» **Work instructions**:
1. List every type of Green Works product that the Green Works review names.
2. Answer these questions from the Green Works review, each on its own line:
(a) What price per 24 oz. bottle did the reviewer see at the local Giant?
(b) Which two synthetic ingredients does the Clorox Company say it had to use?
(c) What did the reviewer not see in the store?
3. Output everything in the Green Works review from "It’s Green, It" down to "Fast working effectiveness.", without changing a word.

----- Passage given

Now, improvements are coming with the introduction of green product lines like Clorox’s Green Works. Green Works products include all purpose cleaner, bathroom cleaner, toilet bowl cleaner, dilutable cleaner, and glass and surface cleaner. When I spied some prominently displayed at my local Giant for just $2.99 per 24 oz. bottle, I decided to try the natural bathroom cleaner. After all, I’ve spent more than twice that much on natural cleaners from companies that specialize in green products but are hardly household cleanliness icons, like the Clorox Company.

It’s Green, It Works, and It’s a Bargain at $2.99

Here’s what I noticed when I put Green Works to the test on my dirty bathroom sinks:

• Easy-to-pump trigger – it felt like a “real” cleaning product with foam and spray options;
• Mild, clean scent; and
• Fast working effectiveness.

Incredibly easy to use, all I needed to do was swish some wet towels around the sink and the caked on soap scum and dreck came up really quickly. The entire cleaning process took only seconds, with just a wipe, rather than a true hard scrub.

Some skeptics may question whether Clorox can be trusted to introduce a truly natural product. While there’s no true standard for “natural” products, the Clorox Company states, “We set ourselves a very stringent standard. The ingredients must come from renewable resources, be biodegradable and free of petrochemicals. Green Works™ cleaners are at least 99% natural. In certain cases we had to use synthetic ingredients, like the preservative and green colorant.” The package ingredients are clearly listed. For example, the natural bathroom cleaner contains coconut-based cleaning agent (nonionic surfactant), glycolic acid, essential lemon oil and filtered water. The label also points out that it contains no bleach and no phosphorus.

My only complaint? I didn’t see any large refill containers. I hope Clorox is not expecting green consumers to repurchase these relatively small 24 ounce containers. Sure, there’s a bold printed request to please recycle the packaging, but I didn’t see any large refill containers in the store, nor pictured on their website or mentioned in their press release. These would be an obvious addition for such a complete product line, so lets hope the large refill containers appear in grocery store aisles soon.

----------
----- Information provided

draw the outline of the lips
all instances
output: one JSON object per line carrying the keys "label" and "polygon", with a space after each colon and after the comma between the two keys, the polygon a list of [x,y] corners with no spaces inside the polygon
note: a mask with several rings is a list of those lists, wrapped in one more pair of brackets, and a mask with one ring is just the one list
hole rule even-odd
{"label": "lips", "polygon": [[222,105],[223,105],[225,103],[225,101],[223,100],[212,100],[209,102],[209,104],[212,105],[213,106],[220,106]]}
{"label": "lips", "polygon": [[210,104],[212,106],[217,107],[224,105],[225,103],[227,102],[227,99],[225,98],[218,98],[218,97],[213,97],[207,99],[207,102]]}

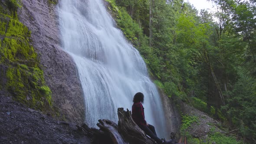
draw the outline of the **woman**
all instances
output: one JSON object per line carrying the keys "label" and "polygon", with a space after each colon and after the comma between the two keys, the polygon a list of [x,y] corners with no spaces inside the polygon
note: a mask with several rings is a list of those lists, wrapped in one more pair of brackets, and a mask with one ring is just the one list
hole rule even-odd
{"label": "woman", "polygon": [[168,141],[161,140],[157,135],[154,127],[148,124],[145,120],[144,108],[142,104],[144,101],[144,95],[141,92],[136,93],[133,97],[133,105],[131,109],[131,117],[134,122],[147,135],[154,140],[158,144],[171,144],[171,139]]}

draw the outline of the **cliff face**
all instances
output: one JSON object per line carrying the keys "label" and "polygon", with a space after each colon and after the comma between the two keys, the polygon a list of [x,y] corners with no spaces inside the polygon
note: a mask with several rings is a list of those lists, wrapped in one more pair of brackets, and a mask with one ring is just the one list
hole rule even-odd
{"label": "cliff face", "polygon": [[31,30],[33,45],[52,92],[53,105],[68,121],[81,123],[85,118],[82,91],[75,65],[61,48],[56,8],[48,0],[23,0],[18,15]]}
{"label": "cliff face", "polygon": [[170,133],[173,132],[178,134],[181,123],[180,112],[174,103],[174,100],[172,99],[172,98],[169,98],[160,90],[159,92],[167,122],[166,127]]}
{"label": "cliff face", "polygon": [[61,47],[56,5],[21,1],[0,0],[0,95],[82,123],[82,91],[75,65]]}

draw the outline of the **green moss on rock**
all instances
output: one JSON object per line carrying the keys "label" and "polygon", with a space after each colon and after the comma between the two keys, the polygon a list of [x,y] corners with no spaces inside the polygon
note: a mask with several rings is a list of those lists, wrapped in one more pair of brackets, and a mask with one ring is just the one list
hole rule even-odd
{"label": "green moss on rock", "polygon": [[9,12],[0,13],[0,66],[7,80],[0,83],[13,98],[42,111],[51,111],[52,92],[46,85],[37,55],[30,43],[30,32],[16,18],[16,0],[0,3]]}

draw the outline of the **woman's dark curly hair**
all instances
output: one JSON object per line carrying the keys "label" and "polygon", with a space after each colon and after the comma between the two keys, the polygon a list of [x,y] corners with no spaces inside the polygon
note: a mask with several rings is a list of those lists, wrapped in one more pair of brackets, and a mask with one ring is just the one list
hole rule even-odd
{"label": "woman's dark curly hair", "polygon": [[144,102],[144,95],[140,92],[137,92],[133,97],[133,102],[141,102],[142,103]]}

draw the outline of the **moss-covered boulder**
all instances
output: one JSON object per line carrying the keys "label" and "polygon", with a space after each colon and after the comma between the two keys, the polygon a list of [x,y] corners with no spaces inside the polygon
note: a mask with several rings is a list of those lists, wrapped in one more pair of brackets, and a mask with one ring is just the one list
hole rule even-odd
{"label": "moss-covered boulder", "polygon": [[51,92],[46,85],[30,32],[18,20],[16,0],[0,1],[0,94],[29,107],[48,111]]}

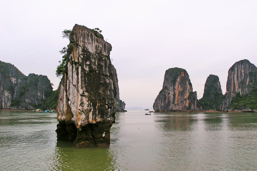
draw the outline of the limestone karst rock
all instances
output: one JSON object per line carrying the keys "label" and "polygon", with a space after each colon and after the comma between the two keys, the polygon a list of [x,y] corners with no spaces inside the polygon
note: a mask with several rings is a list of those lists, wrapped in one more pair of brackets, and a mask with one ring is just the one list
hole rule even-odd
{"label": "limestone karst rock", "polygon": [[109,144],[115,122],[118,79],[110,58],[112,47],[98,35],[75,25],[60,86],[57,139],[77,147]]}
{"label": "limestone karst rock", "polygon": [[204,85],[203,95],[199,101],[203,109],[217,109],[218,104],[223,99],[221,83],[218,77],[210,75]]}
{"label": "limestone karst rock", "polygon": [[0,109],[34,108],[52,92],[46,76],[26,76],[13,65],[0,61]]}
{"label": "limestone karst rock", "polygon": [[235,63],[228,70],[226,92],[219,108],[223,110],[228,109],[233,98],[238,93],[240,96],[249,95],[256,85],[256,81],[257,68],[253,64],[247,59]]}
{"label": "limestone karst rock", "polygon": [[115,82],[115,85],[116,87],[116,91],[117,92],[117,95],[115,97],[115,101],[116,102],[115,105],[116,106],[116,112],[121,112],[124,111],[125,110],[125,106],[126,105],[126,104],[122,100],[120,99],[120,90],[119,89],[119,86],[118,84],[118,79],[117,76],[117,74],[116,71],[116,69],[115,70],[115,73],[116,75],[115,77],[116,79]]}
{"label": "limestone karst rock", "polygon": [[155,111],[201,109],[196,92],[193,92],[189,76],[185,70],[173,68],[166,70],[162,89],[153,107]]}

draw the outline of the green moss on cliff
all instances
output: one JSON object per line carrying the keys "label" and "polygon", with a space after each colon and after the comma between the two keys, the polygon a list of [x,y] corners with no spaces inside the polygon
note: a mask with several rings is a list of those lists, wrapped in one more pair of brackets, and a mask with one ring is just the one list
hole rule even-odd
{"label": "green moss on cliff", "polygon": [[232,98],[230,108],[240,110],[246,107],[252,109],[257,109],[257,80],[254,82],[254,86],[248,95],[240,95],[240,92],[236,94],[235,97]]}

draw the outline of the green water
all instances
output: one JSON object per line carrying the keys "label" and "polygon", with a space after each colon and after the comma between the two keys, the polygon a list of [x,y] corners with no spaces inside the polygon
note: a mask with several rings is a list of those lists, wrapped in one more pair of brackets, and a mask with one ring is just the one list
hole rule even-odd
{"label": "green water", "polygon": [[256,170],[257,114],[117,113],[106,148],[57,142],[55,114],[0,111],[1,170]]}

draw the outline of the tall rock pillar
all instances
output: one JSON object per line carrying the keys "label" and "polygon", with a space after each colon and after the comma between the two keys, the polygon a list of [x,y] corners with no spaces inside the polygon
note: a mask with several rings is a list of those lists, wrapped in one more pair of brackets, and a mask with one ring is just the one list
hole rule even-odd
{"label": "tall rock pillar", "polygon": [[79,147],[109,144],[115,122],[117,79],[110,60],[112,46],[95,34],[86,27],[74,27],[60,86],[58,140]]}

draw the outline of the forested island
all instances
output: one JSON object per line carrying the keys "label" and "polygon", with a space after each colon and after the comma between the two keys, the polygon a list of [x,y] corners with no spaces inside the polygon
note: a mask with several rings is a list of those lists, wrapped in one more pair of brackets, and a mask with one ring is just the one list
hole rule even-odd
{"label": "forested island", "polygon": [[186,71],[166,71],[162,89],[153,104],[156,111],[242,110],[257,109],[257,68],[247,59],[236,62],[228,70],[226,92],[222,94],[218,77],[210,75],[203,97],[198,100]]}

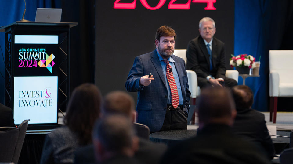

----------

» **Full solutions**:
1.
- All purpose cleaner
- Bathroom cleaner
- Toilet bowl cleaner
- Dilutable cleaner
- Glass and surface cleaner

2.
(a) $2.99
(b) The preservative and the green colorant
(c) Large refill containers

3.
It’s Green, It Works, and It’s a Bargain at $2.99

Here’s what I noticed when I put Green Works to the test on my dirty bathroom sinks:

• Easy-to-pump trigger – it felt like a “real” cleaning product with foam and spray options;
• Mild, clean scent; and
• Fast working effectiveness.